--- TAREA BREVE ---
Pasa a una lista breve el párrafo del texto sobre Spinoza que empieza con «Como la cuestión que aquí nos ocupa», sin perder sus datos principales.

--- TEXTO CITADO ---
* * * * *

De esta manera, desde el punto de vista de Fischer, incluso ahí donde entre la teoría de Descartes y la de Spinoza existe un desacuerdo evidente y definitivo, Spinoza sigue siendo, a pesar de todo, el primer discípulo de su maestro, y un discípulo consecuente, un puro cartesiano que resuelve las contradicciones por el medio que el propio Descartes indicó. Es difícil expresar con más claridad la idea de que Spinoza, aun negando a Descartes, no deja de ser menos cartesiano.
Como la cuestión que aquí nos ocupa no es secundaria, sino el punto central de nuestra investigación, debemos esforzarnos por determinar con la mayor precisión posible el valor de la opinión de que Spinoza, en su teoría de las pasiones, es un auténtico cartesiano. A nuestro entender, negar esta opinión es nuestra principal tarea. Esta explicación no presenta demasiadas dificultades, basta simplemente con atenerse a la historia de la teoría de los afectos de Spinoza. Fischer distingue dos épocas. En la época del Tratado Breve, Spinoza depende directamente de Descartes. En la Ética, desarrolló de manera autónoma un método de argumentación relativo a los afectos, con el que reveló una originalidad absoluta. Así, lo que opone el Tratado Breve a la Ética son dos épocas, la una cartesiana y la otra original, de la historia del desarrollo de la teoría spinoziana de las pasiones. Examinemos ahora esas obras.
En el Tratado Breve, como Fischer observa con acierto, «Spinoza, al enumerar y definir las pasiones, siguió plenamente a Descartes y manifiestamente se dejó guiar por su obra. Encontramos ante todo esas seis pasiones primarias, que Descartes consideró como las formas fundamentales de las pasiones… A continuación, y casi en el mismo orden, vienen los grupos y géneros de las pasiones particulares, tales como Descartes los determinó» (ibid.). Fischer concluye que Spinoza, al desarrollar el tema de las pasiones, sigue a Descartes y se apoya en él. «Nos podría asombrar –dice– que Spinoza no mencione a su predecesor, de quien tomó tantas cosas. Sin embargo, también debemos considerar hasta qué punto Spinoza se aleja de Descartes en su manera de evaluar las pasiones. Éste no las explica, como hace su predecesor, a partir de la unidad del cuerpo y la mente, sino que las considera únicamente fenómenos psíquicos condicionados exclusivamente por nuestro modo de conocimiento. Niega la libertad de la voluntad humana, que Descartes afirmaba oponiéndola a las pasiones, por lo que, según él, las pasiones pueden y deben someterse a la libertad y ser su instrumento. Por eso la apreciación de la utilidad y el valor de las pasiones, tanto global como detalladamente, debía ser, en Spinoza, completamente distinta que en Descartes» (ibid.).

* * * * *

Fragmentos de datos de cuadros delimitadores
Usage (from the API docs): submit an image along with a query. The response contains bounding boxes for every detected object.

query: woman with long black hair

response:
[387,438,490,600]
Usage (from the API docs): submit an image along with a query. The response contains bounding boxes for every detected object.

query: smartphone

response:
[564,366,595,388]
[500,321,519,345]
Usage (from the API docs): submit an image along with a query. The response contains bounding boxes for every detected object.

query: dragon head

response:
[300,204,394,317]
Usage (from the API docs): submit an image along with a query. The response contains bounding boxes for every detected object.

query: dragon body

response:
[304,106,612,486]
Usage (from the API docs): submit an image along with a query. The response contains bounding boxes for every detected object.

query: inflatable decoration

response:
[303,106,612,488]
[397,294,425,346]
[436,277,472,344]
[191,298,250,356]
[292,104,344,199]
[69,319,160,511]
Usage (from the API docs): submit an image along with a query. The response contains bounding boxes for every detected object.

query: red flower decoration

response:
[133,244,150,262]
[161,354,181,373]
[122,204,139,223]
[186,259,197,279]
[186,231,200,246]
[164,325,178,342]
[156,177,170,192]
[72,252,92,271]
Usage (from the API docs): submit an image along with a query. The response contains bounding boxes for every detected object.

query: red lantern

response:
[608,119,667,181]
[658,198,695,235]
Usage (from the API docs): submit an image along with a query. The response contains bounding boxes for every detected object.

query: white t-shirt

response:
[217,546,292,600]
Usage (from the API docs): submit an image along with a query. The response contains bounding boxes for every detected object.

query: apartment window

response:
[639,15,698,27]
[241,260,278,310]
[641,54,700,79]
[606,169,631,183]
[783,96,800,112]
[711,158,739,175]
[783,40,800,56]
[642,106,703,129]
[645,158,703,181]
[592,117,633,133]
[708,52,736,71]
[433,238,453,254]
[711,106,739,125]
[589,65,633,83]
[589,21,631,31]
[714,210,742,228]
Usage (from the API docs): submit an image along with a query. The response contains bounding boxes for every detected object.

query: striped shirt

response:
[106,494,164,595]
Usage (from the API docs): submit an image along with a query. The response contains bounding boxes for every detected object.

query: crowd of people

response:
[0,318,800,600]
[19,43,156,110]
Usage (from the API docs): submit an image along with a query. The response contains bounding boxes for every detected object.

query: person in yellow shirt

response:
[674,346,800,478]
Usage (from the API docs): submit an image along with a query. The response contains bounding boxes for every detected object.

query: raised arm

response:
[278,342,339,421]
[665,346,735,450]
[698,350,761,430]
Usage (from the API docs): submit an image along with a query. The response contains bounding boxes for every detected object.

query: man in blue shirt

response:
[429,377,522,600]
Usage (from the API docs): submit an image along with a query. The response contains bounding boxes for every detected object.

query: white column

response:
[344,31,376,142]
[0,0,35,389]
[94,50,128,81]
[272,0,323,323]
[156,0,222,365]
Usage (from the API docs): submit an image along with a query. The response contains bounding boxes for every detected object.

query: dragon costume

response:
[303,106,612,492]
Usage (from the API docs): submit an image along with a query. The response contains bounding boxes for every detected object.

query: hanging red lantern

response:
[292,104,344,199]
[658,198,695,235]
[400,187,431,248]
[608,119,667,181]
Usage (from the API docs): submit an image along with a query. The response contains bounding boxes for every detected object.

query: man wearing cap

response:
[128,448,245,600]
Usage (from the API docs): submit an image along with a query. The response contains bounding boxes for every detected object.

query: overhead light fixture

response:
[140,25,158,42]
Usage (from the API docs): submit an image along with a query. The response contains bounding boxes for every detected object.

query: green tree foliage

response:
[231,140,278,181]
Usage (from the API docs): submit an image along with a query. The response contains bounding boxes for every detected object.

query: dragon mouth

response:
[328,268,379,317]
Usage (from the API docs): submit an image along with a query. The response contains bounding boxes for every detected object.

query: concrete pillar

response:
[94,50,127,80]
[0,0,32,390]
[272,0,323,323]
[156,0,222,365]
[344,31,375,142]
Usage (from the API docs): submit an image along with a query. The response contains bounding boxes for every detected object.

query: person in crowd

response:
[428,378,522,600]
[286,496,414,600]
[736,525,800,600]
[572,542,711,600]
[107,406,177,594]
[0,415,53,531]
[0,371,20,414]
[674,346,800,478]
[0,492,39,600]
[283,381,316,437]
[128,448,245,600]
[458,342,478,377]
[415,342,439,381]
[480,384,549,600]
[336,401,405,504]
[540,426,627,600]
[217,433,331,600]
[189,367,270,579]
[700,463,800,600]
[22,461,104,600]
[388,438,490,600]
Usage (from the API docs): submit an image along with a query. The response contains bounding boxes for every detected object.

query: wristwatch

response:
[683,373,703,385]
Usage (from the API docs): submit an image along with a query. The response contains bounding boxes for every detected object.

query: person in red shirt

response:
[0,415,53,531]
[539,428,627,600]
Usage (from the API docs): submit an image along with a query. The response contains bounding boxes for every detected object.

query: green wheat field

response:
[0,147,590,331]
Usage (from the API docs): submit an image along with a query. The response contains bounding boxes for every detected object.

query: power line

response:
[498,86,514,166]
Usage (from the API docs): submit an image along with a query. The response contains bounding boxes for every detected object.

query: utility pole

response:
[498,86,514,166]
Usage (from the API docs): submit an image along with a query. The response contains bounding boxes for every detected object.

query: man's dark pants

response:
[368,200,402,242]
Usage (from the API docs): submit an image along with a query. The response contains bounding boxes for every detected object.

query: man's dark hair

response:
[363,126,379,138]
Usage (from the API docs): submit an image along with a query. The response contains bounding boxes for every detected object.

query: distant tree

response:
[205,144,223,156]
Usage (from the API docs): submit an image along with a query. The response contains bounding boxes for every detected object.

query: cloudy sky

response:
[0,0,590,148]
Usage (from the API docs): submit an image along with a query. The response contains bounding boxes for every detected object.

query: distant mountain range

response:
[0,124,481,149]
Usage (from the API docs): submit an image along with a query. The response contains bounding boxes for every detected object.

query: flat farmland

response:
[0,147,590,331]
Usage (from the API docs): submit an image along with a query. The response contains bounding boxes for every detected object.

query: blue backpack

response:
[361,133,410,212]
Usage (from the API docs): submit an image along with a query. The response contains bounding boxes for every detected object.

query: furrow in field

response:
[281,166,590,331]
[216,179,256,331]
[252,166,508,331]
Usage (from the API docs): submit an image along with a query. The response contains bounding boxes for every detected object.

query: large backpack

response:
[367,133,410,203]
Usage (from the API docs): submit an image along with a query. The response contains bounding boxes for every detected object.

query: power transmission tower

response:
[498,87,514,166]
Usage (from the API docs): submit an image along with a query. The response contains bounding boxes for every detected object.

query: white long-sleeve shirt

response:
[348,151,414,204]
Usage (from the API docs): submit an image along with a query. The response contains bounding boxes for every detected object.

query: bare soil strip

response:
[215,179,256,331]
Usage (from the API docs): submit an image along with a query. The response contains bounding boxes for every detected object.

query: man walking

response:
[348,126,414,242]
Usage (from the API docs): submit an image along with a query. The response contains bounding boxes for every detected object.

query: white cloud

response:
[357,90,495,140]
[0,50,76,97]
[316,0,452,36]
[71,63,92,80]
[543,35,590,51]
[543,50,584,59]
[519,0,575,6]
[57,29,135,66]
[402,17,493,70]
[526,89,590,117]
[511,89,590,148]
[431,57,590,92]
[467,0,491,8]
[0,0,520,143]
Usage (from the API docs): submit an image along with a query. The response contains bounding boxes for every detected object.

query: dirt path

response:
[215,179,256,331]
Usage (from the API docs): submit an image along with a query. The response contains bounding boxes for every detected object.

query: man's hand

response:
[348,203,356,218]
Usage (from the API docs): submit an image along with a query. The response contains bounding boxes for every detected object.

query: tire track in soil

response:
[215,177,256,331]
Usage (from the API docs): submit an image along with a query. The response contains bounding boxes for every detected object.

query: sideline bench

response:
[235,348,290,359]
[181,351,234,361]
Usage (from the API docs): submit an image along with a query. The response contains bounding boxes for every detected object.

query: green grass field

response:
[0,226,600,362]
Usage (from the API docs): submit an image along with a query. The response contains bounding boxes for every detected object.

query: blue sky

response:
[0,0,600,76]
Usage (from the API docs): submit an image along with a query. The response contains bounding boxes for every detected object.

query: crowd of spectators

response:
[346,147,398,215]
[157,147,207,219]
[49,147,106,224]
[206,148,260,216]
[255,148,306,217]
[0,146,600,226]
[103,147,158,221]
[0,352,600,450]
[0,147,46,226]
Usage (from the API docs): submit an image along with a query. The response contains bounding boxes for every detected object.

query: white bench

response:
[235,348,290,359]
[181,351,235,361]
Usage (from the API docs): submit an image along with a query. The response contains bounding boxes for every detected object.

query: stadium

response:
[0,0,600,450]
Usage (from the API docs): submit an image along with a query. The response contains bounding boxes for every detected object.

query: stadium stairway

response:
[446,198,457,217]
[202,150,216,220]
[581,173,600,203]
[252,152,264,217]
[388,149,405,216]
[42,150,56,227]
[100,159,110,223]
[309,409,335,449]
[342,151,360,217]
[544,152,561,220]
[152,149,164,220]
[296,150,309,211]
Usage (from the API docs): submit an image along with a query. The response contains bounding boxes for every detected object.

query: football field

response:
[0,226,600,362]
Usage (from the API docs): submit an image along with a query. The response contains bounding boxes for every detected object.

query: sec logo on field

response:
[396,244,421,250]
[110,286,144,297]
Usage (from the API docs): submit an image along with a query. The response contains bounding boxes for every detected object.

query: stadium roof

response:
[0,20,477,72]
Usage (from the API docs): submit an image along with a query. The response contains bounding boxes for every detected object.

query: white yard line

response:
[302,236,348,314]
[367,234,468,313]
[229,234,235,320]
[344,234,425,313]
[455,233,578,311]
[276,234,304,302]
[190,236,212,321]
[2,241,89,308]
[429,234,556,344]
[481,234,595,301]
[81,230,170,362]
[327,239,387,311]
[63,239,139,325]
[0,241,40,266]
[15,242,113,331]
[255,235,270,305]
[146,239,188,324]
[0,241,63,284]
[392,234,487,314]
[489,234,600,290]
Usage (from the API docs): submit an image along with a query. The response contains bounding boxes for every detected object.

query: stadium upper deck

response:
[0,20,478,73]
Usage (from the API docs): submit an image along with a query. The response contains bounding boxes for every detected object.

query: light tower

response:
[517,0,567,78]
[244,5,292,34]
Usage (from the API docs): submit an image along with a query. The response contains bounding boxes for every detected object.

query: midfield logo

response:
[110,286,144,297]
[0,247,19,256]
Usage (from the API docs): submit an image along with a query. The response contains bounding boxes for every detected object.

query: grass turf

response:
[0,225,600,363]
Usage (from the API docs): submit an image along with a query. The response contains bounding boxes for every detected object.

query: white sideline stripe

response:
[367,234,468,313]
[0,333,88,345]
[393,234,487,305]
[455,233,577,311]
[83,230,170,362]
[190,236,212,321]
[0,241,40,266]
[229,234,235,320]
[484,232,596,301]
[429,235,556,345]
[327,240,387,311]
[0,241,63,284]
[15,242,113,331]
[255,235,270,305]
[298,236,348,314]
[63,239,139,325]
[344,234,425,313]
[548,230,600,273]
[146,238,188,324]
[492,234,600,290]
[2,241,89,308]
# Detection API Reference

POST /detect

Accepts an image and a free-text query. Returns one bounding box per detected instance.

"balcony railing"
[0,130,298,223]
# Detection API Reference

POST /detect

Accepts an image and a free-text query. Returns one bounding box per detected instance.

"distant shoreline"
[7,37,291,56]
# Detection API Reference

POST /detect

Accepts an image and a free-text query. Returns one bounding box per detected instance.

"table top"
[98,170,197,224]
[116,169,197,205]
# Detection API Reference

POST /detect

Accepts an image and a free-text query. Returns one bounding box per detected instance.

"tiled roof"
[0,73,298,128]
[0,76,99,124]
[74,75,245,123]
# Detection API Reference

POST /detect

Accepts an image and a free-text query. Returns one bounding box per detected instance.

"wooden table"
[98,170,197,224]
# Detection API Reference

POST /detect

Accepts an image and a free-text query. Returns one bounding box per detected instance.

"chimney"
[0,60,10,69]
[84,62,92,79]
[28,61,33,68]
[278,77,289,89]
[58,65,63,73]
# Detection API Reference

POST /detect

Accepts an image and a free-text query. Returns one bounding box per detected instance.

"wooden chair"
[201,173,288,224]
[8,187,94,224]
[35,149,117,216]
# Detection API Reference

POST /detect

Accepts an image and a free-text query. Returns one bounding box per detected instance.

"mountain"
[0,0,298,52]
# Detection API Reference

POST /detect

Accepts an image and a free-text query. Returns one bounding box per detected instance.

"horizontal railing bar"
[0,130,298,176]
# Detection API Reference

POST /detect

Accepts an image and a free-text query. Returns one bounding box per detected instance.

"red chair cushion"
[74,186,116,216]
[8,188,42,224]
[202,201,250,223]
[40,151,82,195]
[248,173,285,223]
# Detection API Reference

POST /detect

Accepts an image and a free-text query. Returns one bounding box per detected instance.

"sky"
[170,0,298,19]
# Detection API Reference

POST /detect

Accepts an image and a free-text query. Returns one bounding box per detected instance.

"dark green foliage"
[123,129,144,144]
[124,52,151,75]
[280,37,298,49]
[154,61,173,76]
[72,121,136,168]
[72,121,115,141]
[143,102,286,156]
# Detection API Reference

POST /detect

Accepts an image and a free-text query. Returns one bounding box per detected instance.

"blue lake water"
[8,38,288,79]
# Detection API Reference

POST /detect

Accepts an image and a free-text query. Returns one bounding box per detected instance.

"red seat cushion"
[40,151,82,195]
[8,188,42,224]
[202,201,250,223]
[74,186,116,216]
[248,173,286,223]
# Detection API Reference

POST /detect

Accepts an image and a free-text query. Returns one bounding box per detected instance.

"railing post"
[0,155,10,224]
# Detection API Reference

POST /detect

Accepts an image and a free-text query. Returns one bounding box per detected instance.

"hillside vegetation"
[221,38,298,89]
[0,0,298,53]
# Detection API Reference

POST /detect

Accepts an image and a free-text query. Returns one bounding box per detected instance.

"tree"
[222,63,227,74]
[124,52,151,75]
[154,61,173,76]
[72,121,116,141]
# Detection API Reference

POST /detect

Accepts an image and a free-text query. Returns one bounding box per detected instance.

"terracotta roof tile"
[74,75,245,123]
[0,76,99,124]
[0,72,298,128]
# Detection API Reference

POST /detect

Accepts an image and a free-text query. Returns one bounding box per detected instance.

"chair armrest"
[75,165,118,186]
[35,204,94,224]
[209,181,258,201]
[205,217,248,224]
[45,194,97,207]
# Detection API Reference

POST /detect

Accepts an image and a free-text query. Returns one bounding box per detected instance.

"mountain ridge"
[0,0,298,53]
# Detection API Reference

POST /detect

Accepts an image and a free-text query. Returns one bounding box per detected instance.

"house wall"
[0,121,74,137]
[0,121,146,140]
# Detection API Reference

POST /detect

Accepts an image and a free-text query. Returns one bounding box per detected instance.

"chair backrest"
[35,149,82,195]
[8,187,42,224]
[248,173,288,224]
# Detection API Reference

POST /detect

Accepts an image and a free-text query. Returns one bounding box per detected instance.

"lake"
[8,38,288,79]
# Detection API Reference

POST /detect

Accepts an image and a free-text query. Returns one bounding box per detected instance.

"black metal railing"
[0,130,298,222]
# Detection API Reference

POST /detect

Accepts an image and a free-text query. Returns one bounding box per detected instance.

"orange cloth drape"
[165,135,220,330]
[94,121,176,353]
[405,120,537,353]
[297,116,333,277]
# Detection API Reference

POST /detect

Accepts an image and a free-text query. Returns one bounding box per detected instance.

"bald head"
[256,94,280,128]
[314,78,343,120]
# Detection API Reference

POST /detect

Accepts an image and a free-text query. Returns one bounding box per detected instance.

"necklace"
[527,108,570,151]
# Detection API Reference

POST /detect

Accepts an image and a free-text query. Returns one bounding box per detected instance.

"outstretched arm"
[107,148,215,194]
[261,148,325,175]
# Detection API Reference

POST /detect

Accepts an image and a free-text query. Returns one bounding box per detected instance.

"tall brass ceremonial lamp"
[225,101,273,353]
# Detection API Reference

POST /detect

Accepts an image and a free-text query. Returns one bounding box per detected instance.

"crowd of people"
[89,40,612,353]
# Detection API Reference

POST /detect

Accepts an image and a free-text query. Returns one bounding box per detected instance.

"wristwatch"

* * * * *

--- RESULTADO DEL EJERCICIO ---
- El punto central de la investigación es precisar el valor de la opinión de que Spinoza, en su teoría de las pasiones, es un auténtico cartesiano.
- La tarea principal es negar esa opinión.
- Para eso basta con atenerse a la historia de la teoría de los afectos de Spinoza.
- Fischer distingue dos épocas:
  - En el Tratado Breve, Spinoza depende directamente de Descartes.
  - En la Ética, desarrolla por su cuenta un método de argumentación sobre los afectos y muestra una originalidad absoluta.
- El Tratado Breve y la Ética representan una época cartesiana y otra original en el desarrollo de la teoría spinoziana de las pasiones.
- Se propone examinar esas obras.